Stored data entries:
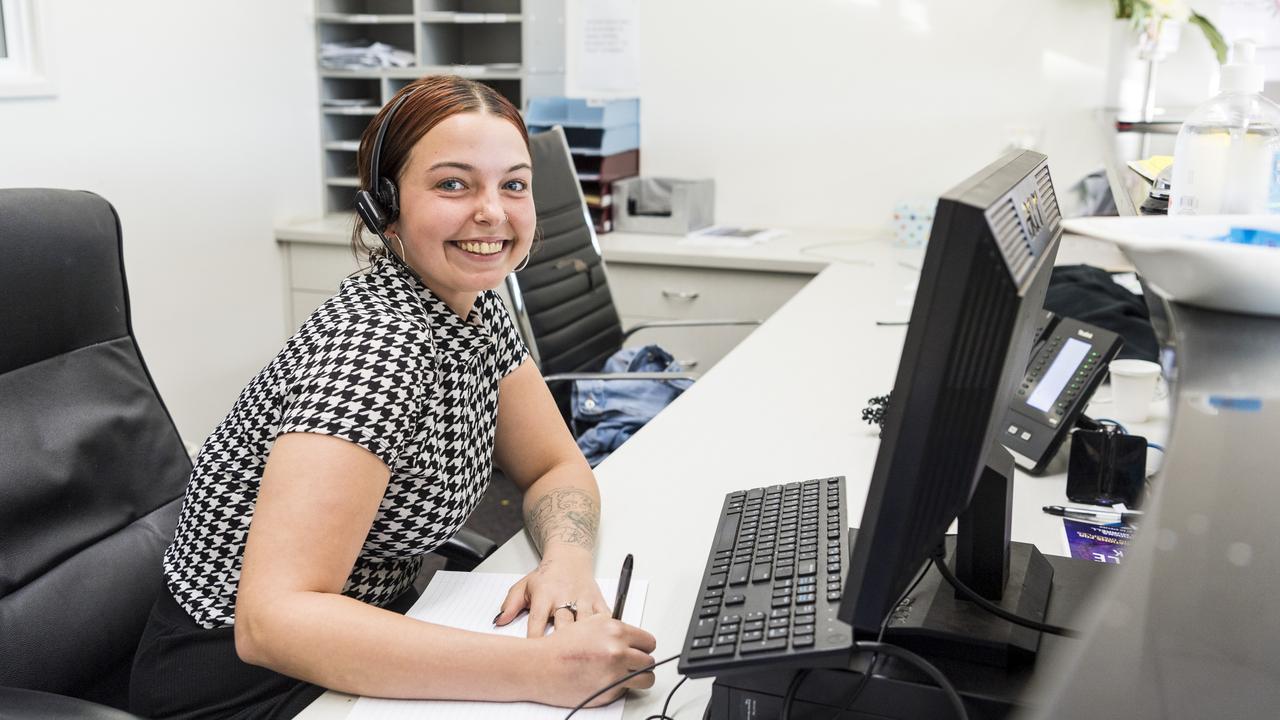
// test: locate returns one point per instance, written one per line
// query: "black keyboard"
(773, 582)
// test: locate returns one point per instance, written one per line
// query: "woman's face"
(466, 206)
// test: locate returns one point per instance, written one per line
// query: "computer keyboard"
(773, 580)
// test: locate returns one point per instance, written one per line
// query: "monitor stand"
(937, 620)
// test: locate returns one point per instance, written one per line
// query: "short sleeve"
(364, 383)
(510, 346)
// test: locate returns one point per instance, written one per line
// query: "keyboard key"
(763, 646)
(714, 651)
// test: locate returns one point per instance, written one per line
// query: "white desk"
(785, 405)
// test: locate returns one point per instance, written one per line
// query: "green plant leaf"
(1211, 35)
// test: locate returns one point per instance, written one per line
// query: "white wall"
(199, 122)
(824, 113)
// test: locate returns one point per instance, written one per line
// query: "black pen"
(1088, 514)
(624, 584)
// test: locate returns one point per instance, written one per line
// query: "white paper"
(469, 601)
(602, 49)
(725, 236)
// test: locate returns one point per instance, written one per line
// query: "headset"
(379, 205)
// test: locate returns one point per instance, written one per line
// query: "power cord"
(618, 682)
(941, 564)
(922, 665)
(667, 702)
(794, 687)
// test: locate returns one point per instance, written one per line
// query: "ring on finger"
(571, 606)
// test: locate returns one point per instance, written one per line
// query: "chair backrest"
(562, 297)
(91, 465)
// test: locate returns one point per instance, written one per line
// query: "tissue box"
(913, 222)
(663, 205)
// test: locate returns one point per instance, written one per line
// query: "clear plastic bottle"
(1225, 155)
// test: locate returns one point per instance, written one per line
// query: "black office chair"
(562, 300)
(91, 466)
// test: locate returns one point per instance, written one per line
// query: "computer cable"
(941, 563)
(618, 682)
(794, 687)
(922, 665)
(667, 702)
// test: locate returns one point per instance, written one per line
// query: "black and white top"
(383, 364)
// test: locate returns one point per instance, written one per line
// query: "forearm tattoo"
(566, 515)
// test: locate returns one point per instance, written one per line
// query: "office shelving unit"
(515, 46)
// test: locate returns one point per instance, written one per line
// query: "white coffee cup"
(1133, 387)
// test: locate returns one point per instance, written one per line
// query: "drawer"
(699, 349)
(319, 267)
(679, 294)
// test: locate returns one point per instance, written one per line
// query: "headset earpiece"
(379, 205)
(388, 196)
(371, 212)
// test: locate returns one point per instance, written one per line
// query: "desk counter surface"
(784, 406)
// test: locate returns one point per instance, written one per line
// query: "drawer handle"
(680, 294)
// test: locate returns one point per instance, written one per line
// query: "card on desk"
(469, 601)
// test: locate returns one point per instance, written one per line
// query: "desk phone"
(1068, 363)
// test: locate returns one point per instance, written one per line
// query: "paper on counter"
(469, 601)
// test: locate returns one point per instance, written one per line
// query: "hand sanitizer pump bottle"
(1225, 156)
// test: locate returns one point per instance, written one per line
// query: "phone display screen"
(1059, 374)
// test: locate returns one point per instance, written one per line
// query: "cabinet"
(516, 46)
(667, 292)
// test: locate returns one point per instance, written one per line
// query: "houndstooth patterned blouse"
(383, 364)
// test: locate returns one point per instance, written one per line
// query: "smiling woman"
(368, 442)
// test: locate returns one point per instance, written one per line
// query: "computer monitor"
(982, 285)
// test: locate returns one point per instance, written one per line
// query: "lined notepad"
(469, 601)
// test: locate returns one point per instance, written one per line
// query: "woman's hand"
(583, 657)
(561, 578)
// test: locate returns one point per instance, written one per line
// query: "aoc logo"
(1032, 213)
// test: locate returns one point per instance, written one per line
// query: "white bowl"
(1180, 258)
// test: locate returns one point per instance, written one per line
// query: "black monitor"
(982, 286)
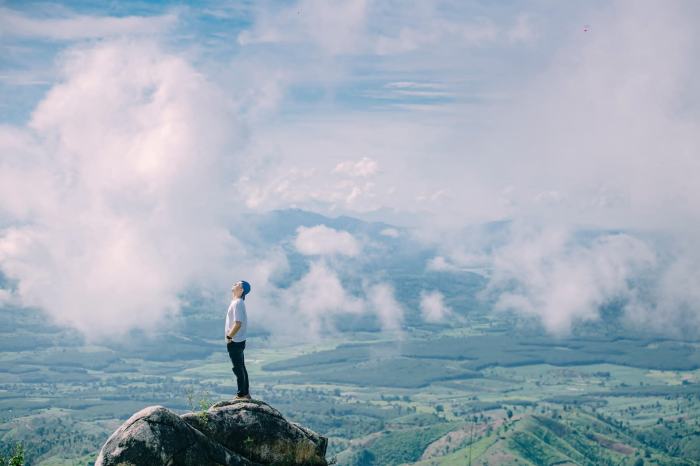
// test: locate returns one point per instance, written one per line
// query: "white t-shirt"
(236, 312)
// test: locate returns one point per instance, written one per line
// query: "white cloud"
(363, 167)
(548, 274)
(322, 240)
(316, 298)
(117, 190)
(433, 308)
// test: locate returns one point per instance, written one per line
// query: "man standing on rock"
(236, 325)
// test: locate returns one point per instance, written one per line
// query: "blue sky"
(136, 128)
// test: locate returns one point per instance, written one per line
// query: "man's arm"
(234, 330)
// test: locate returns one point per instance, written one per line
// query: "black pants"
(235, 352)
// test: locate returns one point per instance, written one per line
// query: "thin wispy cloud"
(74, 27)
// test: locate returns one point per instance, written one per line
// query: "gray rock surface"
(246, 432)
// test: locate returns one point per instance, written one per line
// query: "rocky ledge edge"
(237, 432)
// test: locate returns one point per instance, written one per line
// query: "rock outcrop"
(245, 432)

* [TASK BRIEF] Repeat the records word for word, skipping pictures.

* [SOLVED EXERCISE]
// test: locate returns one point per instance, written one per line
// query: "black keyboard"
(773, 582)
// test: locate returns one point per instance, written one per line
// query: "woman's face"
(466, 206)
// test: locate returns one point per instance, written one per line
// query: "computer keyboard"
(773, 580)
// test: locate returns one point per instance, written one per line
// query: "monitor stand"
(937, 620)
// test: locate returns one point per instance, written one per line
// query: "short sleeve"
(364, 383)
(510, 346)
// test: locate returns one point per instance, written one per line
// query: "keyboard key"
(763, 646)
(714, 651)
// test: locate returns one point per instance, written one per line
// query: "white desk"
(785, 405)
// test: locate returns one point per instance, written one per line
// query: "green plant leaf"
(1211, 35)
// test: locate returns one point per instance, written one per line
// query: "white wall"
(199, 122)
(824, 113)
// test: locate returns one point per instance, written one per line
// query: "black pen"
(1088, 514)
(624, 584)
// test: locate returns one point per instance, written one per line
// query: "white paper"
(469, 601)
(602, 49)
(725, 236)
// test: locate returns one point per instance, written one per line
// query: "headset"
(379, 205)
// test: locate returns one point per instance, written one per line
// query: "power cord"
(618, 682)
(941, 564)
(922, 665)
(667, 702)
(794, 687)
// test: locate returns one point per instance, written one per line
// query: "ring on finger"
(571, 606)
// test: locate returns one point per instance, written one per line
// query: "chair backrest"
(562, 297)
(91, 465)
// test: locate returns one point per instance, written one per line
// query: "tissue box"
(913, 222)
(663, 205)
// test: locate returns one point per instance, written one per line
// query: "clear plastic bottle"
(1225, 155)
// test: locate returns one point per instance, written one per line
// query: "black office chair"
(562, 300)
(91, 466)
// test: locate returns one point per instance, written one per line
// query: "computer cable"
(941, 563)
(618, 682)
(794, 687)
(922, 665)
(667, 702)
// test: locate returns one point per instance, written one per line
// query: "black and white top"
(383, 364)
// test: locate returns one point per instance, written one per line
// query: "forearm tattoo"
(566, 515)
// test: locate returns one point per instance, written one per line
// query: "office shelving unit"
(515, 46)
// test: locate returns one point per instance, written one per line
// query: "white coffee cup"
(1133, 387)
// test: locate returns one point per instance, written one per line
// query: "drawer"
(699, 349)
(319, 267)
(679, 294)
// test: locate returns one point per instance, written one per line
// query: "headset earpiece"
(379, 205)
(388, 196)
(371, 212)
// test: locate returns one point per instance, written one per line
// query: "desk counter surface"
(784, 406)
// test: locate returns one point per instance, written one per line
// query: "drawer handle"
(680, 294)
// test: locate returns one point per instance, written one per line
// query: "card on desk"
(469, 601)
// test: locate returns one point per instance, written one per line
// query: "desk phone"
(1068, 363)
// test: locate returns one point per instance, written one per line
// query: "paper on counter"
(469, 601)
// test: locate returns one point per instance, written one per line
// query: "hand sanitizer pump bottle"
(1225, 156)
// test: locate returns one point per instance, written one per line
// query: "phone display screen"
(1059, 374)
// test: locate returns one point per instance, written one per line
// query: "cabinet"
(516, 46)
(667, 292)
// test: locate returns one point per instance, written one per line
// query: "houndstooth patterned blouse"
(383, 364)
// test: locate returns one point per instance, written one per line
// query: "smiling woman"
(368, 442)
// test: locate returns one point per instance, written one per line
// query: "computer monitor"
(982, 285)
// test: locate returns one point per instance, written one per line
// query: "lined notepad"
(469, 601)
// test: locate returns one point per instance, written one per line
// query: "woman's hand"
(583, 657)
(561, 578)
// test: locate returns one point per instance, written one per line
// query: "aoc logo"
(1032, 213)
// test: locate returns one point per instance, written one per line
// query: "white bowl"
(1180, 258)
// test: locate returns one point per instance, written one per line
// query: "black monitor"
(982, 286)
// test: locate returns one point per instance, written one per line
// query: "white t-shirt"
(236, 312)
// test: locate returns one point per instance, written one per line
// query: "white cloud"
(363, 167)
(548, 274)
(322, 240)
(316, 298)
(117, 190)
(433, 308)
// test: locate returns one point per instance, written one per line
// query: "man standing on rock"
(236, 325)
// test: locate returns one point per instance, written one per line
// query: "blue sky"
(136, 128)
// test: locate returns one point per instance, written one per line
// query: "man's arm"
(234, 330)
// test: locate returns one point per instance, written one per line
// query: "black pants"
(235, 352)
// test: locate returns one point per instance, written one per line
// query: "thin wispy cloud"
(74, 27)
// test: locate returns one point per instance, written one per line
// query: "gray rock surface"
(246, 432)
// test: locate returns one point per instance, written one per line
// query: "rocky ledge edge"
(237, 432)
// test: locate returns one point per instance, written one per line
// query: "rock outcrop"
(245, 432)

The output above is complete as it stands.